> **Job a**
Select each line of the entries below that contains the string "concrete", and copy those lines. Case matters.

> **Document section**
+===+

Capitalism and Freedom: A 50th Anniversary Tribute to Milton Friedman

It is difficult for younger people (those who reached college age after 1980) to fully appreciate Milton Friedman’s contributions in his 1962 book, Capitalism and Freedom. Friedman’s proposals for relying less on government coercion and more on market incentives and freedom to address problems have not been shockingly outrageous to those who came of age at the beginning of the Reagan administration or later. Whether or not these younger people agreed with Friedman’s policy recommendations, most knew they were being taken seriously by important people. The older of us can more fully appreciate Friedman’s contributions today because we can recall that his ideas were either unheard of or dismissed as ridiculous when put forth in Capitalism and Freedom.

For example, I majored in economics in college and took my first principles course (macroeconomics) in 1960. The course emphasized the Keynesian model and how this model made it possible to moderate the business cycle with fiscal policy. The role of money was hardly mentioned since the model suggested that the real economy was unaffected by the money supply and inflation was entirely explained by excess aggregate demand. Friedman probably was not mentioned in this course. He probably came up in subsequent courses, in passing, as an example of someone who continued to believe in things like the ability of market forces to bring an economy out of recession or depression without government intervention.

Never mentioned in any of my classes were proposals found in Capitalism and Freedom, such as increasing reliance on market competition by eliminating occupational licensing, replacing the draft with a market for military personnel, and requiring government schools to face market competition for students by providing parents with educational vouchers. In the principles and intermediate microeconomics courses, the graphical presentations were accompanied with comments noting that the material had little relevance to public policy.

In 1962 Friedman was a voice in the wilderness making the case for markets and freedom when the vast majority of academic economists believed that the best (if not the only) hope for economic progress was government spending guided by Keynesian fiscal policy. Fortunately Friedman’s voice was amplified by the impressive logic and clarity of his arguments. But before 1962 his arguments were targeted exclusively toward academic economists, most of whom tried to ignore or belittle them, though the best knew they had to pay attention to Friedman whether they agreed with him or not.

Poking Holes in Keynes

In 1941, before Friedman became well known to leading economists, he considered himself a Keynesian. But at the University of Chicago, where he taught from 1946 to 1976, he started seeing problems with Keynes’s model that were overlooked by the rest of the profession. In 1957 he published A Theory of the Consumption Function using longitudinal data to show that the marginal propensity to consume did not decrease as national income increased, as Keynes had argued, and Friedman provided a theoretical explanation for this empirical result. This book undermined the popular Keynesian argument that as a country’s income increased, more government spending would be required to maintain aggregate demand and prevent underconsumption from causing persistent unemployment.

+===+

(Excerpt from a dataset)
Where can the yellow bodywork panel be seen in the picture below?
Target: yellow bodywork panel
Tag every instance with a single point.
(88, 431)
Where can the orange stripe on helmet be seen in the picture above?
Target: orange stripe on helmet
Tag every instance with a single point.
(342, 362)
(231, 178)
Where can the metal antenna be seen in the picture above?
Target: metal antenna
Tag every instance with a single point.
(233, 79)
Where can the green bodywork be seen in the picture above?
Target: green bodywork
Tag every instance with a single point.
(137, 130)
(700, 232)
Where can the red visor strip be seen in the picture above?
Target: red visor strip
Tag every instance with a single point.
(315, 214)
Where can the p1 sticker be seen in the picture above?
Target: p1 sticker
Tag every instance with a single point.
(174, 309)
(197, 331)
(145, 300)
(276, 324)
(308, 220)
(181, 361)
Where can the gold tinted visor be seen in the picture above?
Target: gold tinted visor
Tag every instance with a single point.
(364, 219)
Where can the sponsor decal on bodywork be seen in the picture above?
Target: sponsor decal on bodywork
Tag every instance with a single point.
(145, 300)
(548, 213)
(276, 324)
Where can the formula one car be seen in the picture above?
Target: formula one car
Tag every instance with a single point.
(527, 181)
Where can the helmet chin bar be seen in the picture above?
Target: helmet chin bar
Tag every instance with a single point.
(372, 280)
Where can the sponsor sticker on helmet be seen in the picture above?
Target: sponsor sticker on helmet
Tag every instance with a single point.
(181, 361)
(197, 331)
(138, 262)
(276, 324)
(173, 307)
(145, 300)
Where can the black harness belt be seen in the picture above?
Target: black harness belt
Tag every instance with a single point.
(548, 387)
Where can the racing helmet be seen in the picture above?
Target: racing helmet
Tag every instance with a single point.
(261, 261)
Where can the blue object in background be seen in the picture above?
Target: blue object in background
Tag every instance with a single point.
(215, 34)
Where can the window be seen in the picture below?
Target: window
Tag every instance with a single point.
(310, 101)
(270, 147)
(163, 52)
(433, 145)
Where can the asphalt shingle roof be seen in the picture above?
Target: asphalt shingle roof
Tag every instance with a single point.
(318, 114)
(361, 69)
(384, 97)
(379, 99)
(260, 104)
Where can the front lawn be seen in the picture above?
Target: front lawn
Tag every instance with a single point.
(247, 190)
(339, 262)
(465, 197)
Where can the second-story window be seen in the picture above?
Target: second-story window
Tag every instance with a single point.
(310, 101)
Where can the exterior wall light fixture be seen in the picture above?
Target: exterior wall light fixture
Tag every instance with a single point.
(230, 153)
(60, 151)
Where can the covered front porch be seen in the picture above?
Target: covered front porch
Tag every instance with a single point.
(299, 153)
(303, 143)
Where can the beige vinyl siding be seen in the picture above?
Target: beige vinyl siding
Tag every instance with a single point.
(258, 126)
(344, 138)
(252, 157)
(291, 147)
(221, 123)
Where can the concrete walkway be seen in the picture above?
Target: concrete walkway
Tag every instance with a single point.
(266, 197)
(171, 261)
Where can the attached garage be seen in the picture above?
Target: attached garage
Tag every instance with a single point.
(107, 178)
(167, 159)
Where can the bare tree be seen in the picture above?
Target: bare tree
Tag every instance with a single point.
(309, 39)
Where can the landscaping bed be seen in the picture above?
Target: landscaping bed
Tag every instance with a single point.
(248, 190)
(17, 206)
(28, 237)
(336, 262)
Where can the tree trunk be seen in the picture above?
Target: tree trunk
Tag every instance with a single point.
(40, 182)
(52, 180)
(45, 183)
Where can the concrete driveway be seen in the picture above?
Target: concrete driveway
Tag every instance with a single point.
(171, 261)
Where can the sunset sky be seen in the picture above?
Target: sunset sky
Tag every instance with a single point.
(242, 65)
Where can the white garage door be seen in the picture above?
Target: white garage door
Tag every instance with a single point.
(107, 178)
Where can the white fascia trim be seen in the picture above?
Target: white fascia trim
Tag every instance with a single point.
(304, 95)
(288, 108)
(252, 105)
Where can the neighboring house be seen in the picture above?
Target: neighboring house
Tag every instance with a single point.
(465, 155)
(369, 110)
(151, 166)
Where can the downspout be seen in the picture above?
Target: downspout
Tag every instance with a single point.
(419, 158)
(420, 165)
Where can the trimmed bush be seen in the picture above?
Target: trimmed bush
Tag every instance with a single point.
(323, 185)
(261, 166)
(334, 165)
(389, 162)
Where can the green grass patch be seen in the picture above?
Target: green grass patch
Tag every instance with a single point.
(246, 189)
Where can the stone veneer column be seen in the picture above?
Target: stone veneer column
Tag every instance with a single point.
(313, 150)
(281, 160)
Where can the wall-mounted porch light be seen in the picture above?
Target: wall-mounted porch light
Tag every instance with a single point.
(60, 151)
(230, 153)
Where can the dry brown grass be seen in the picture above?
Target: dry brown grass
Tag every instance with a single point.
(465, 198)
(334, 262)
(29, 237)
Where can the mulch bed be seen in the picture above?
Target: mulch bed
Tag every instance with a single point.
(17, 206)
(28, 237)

+===+

> **Job b**
Answer these questions from the Friedman tribute above:
(i) In what year did the writer take a first principles course in macroeconomics?
(ii) During which years did Friedman teach at the University of Chicago?
(iii) What book did Friedman publish in 1957?

> **Answer a**
Where can the concrete walkway be seen in the picture above?
Target: concrete walkway
Where can the concrete driveway be seen in the picture above?
Target: concrete driveway

> **Answer b**
(i) 1960
(ii) From 1946 to 1976
(iii) A Theory of the Consumption Function